• **Passage given**
The Water Allocation Plan
- Glengyle
was entitled to 28 Hectare Irrigation Equivalents prior to making its
application. The water was to be used to cultivate
potatoes, onions and
lucerne. Water licences issued in the south-east of this State have
historically been, and continue to be under
the Act, issued by reference to
“Hectare Irrigation Equivalents” or HaIE’s. I shall refer to
the concept as the
“irrigation equivalent”. An allocation in those
terms limits the licensee to irrigating a certain area of a particular
crop.
The irrigation equivalent is expressed by reference to an international standard
based on the amount of water required to
irrigate a hectare of green pasture.
Allocations under the Water Allocation Plan for the Tatiara Wells Area were made
on the basis
that 6.34 megalitres (ML) of water were required to irrigate one
hectare of pasture. If the licensee intended to irrigate a crop
other than
pasture, calculations were made based on a formula which expressed the
differential requirement for water between pasture
and the other crop. For
example, the crop “sub-clover” is thought to require almost half the
requirement of pasture
and accordingly a licensee with an allocation of
20 HaIE would allow the irrigation of about 36 hectares of sub-clover.
- According
to evidence placed before the Environment Court, investigations undertaken after
the Water Allocation Plan was adopted have
revised the water needed to sustain
the cultivation of one hectare of pasture to 7.6 ML per hectare. Other
investigations have measured
the water lost in the course of delivery of that
water to the pasture by irrigation to be a further 18 per cent of the water
taken
by the pasture itself. The water loss is caused by evaporation and by
seepage of the water into underlying water tables before it
is trapped by the
root systems of the pasture.

• **Aim**
Quote the water allocation passage above word for word, between "- According" and "of the pasture.", inclusive.

• **Recorded data**
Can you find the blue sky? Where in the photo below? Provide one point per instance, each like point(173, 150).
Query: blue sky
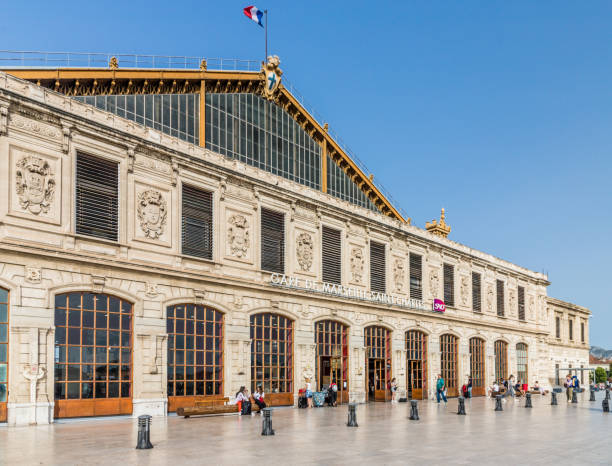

• **Answer for this exercise**
- According
to evidence placed before the Environment Court, investigations undertaken after
the Water Allocation Plan was adopted have
revised the water needed to sustain
the cultivation of one hectare of pasture to 7.6 ML per hectare. Other
investigations have measured
the water lost in the course of delivery of that
water to the pasture by irrigation to be a further 18 per cent of the water
taken
by the pasture itself. The water loss is caused by evaporation and by
seepage of the water into underlying water tables before it
is trapped by the
root systems of the pasture.